■ The task:
Render every one of the records below as a JSON list of strings, one string per line, leaving out blank lines.

■ Records to process:

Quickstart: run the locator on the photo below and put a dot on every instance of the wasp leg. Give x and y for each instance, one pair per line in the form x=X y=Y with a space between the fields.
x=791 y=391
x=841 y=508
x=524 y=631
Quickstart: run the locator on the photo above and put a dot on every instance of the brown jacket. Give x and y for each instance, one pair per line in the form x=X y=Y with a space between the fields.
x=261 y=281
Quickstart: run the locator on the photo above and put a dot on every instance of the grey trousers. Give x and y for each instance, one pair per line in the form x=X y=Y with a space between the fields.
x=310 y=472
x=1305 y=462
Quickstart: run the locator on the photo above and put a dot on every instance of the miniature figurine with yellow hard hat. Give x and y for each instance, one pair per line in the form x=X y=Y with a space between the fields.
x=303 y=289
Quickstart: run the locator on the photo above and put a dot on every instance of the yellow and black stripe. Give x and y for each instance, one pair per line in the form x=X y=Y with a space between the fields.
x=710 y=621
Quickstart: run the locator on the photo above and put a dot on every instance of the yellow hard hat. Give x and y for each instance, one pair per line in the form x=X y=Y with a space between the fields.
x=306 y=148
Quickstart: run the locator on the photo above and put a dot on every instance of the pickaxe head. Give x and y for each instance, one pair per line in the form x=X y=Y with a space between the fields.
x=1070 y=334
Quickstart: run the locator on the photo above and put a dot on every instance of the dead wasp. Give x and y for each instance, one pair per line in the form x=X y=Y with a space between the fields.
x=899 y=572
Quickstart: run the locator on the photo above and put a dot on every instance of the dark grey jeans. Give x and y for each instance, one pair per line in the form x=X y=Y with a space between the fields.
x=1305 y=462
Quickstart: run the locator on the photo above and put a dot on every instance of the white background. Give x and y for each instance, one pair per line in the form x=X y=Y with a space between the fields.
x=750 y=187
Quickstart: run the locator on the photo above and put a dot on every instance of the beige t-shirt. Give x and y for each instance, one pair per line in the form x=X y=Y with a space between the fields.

■ Final answer:
[
  "Quickstart: run the locator on the photo below and put a dot on every instance of the wasp leg. Give x and y for each instance, one pair per line in the form x=X y=Y with a space between the fields.",
  "x=791 y=391",
  "x=841 y=508",
  "x=524 y=631",
  "Quickstart: run the locator on the photo above and put a dot on every instance of the brown jacket. Give x and y for each instance, one pair per line in the form x=X y=Y with a space between the fields.",
  "x=261 y=281",
  "Quickstart: run the locator on the photo above and put a dot on every instance of the grey trousers. Give x and y for each instance, one pair per line in the form x=X y=Y with a space between the fields.",
  "x=310 y=472",
  "x=1305 y=462",
  "Quickstart: run the locator on the photo above and put a dot on every instance of the miniature figurine with yellow hard hat. Give x and y for each instance, one pair per line in the form x=X y=Y with a space between the fields.",
  "x=303 y=289",
  "Quickstart: run the locator on the photo above and put a dot on every instance of the yellow and black stripe. Give x and y for each instance, one pair per line in the form x=X y=Y with a space between the fields.",
  "x=710 y=621",
  "Quickstart: run the locator on the photo above and put a dot on every instance of the yellow hard hat. Give x and y for each instance, one pair per line in the form x=X y=Y with a space between the fields.",
  "x=306 y=148",
  "Quickstart: run the locator on the photo above and put a dot on every instance of the pickaxe head. Give x and y for each instance, one pair per line in the form x=X y=Y with a space between the fields.",
  "x=1070 y=334",
  "Quickstart: run the locator on the photo above and put a dot on every instance of the dead wasp. Give x and y for each instance, one pair per line in the form x=X y=Y with a space between the fields.",
  "x=899 y=572",
  "Quickstart: run the locator on the photo above and put a dot on every instance of the dark grey jeans. Give x and y for each instance, one pair per line in the form x=X y=Y with a space between the fields.",
  "x=1305 y=462",
  "Quickstart: run the locator on the photo above and put a dot on every instance of the white background. Give x and y for each instance, one pair per line in the form x=X y=Y with a space between the fields.",
  "x=750 y=187",
  "Quickstart: run the locator on the photo above and put a dot on every instance of the beige t-shirt. Give x and y for each instance, one pair per line in the form x=X y=Y with a space between the fields."
]